### Tasks for this exercise
1. Translate this sentence from the data collection methods excerpt into Spanish: "Over the past two decades, electronic data capture has gained popularity, as it has many considerable advantages over paper-and-pencil methods."
2. Rewrite the data collection methods excerpt between "Researchers are quite" and "gold standard measure.", inclusive, with "gold standard" renamed "benchmark" throughout.

### Excerpt to read
*** Begin section ***

V.                Data collection methods

Researchers are quite aware of the limitations of self-reported data: they are prone to several forms of bias and lack precision, to start.  Substance use researchers Richter and Johnson found that “self-report assessments are particularly vulnerable to distortion with less socially acceptable behaviors.”  They also find that, compared to a gold standard of a biologic drug test, self-reports of drug use are highly unreliable.[14]  Knowledge of this fact across public health subject areas has led assessors of behaviors towards other methods of data collection that can better approximate a gold standard measure.

Over the past two decades, electronic data capture has gained popularity, as it has many considerable advantages over paper-and-pencil methods.  For example, audio computer-assisted self-interviewing (ACASI) – where a computer is programmed to serve as the interviewer and data recorder – eliminates the need for interviewer training, double data entry, data cleaning, and can reduce participant concerns about confidentiality and socially desirable responses.  A computer program can also accurately handle complex skip patterns, check for logical consistency of responses, and provides a standard interview experience for all participants.  Conversely, it does require higher technical knowledge, reduces the possibility for feedback, may not allow for open-ended responses, can be costlier, and demand more time of the participant.

*** End section ***

### Given information
*** Begin section ***

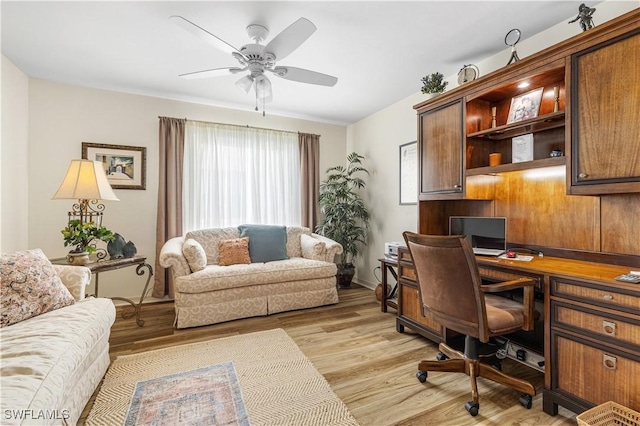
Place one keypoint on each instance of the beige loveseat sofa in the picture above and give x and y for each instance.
(51, 363)
(218, 293)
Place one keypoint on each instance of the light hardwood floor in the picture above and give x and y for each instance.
(369, 365)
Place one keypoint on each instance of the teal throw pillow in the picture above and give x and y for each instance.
(266, 242)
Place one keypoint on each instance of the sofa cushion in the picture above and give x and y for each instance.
(30, 286)
(234, 252)
(209, 239)
(44, 359)
(267, 243)
(195, 255)
(215, 277)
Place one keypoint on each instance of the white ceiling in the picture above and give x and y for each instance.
(379, 50)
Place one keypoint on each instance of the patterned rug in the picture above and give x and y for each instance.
(275, 384)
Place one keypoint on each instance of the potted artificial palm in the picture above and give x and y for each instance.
(81, 235)
(345, 217)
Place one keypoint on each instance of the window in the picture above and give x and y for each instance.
(235, 175)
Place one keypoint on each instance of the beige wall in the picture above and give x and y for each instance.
(379, 136)
(14, 158)
(61, 117)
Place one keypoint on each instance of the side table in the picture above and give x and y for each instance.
(387, 265)
(104, 265)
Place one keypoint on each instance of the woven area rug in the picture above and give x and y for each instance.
(275, 384)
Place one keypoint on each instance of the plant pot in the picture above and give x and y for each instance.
(78, 259)
(345, 275)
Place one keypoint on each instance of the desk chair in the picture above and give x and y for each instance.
(451, 290)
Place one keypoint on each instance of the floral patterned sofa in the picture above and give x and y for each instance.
(54, 342)
(221, 274)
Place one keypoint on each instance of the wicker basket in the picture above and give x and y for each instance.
(609, 414)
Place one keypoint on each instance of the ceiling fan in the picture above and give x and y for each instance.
(256, 58)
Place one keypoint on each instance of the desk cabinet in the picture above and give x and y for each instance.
(410, 312)
(594, 345)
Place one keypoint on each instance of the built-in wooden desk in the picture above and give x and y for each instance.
(591, 327)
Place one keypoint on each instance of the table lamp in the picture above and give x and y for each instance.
(87, 182)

*** End section ***

### Responses by item number
1. En las últimas dos décadas, la captura electrónica de datos ha ganado popularidad, ya que tiene muchas ventajas considerables sobre los métodos de papel y lápiz.

2.
Researchers are quite aware of the limitations of self-reported data: they are prone to several forms of bias and lack precision, to start.  Substance use researchers Richter and Johnson found that “self-report assessments are particularly vulnerable to distortion with less socially acceptable behaviors.”  They also find that, compared to a benchmark of a biologic drug test, self-reports of drug use are highly unreliable.[14]  Knowledge of this fact across public health subject areas has led assessors of behaviors towards other methods of data collection that can better approximate a benchmark measure.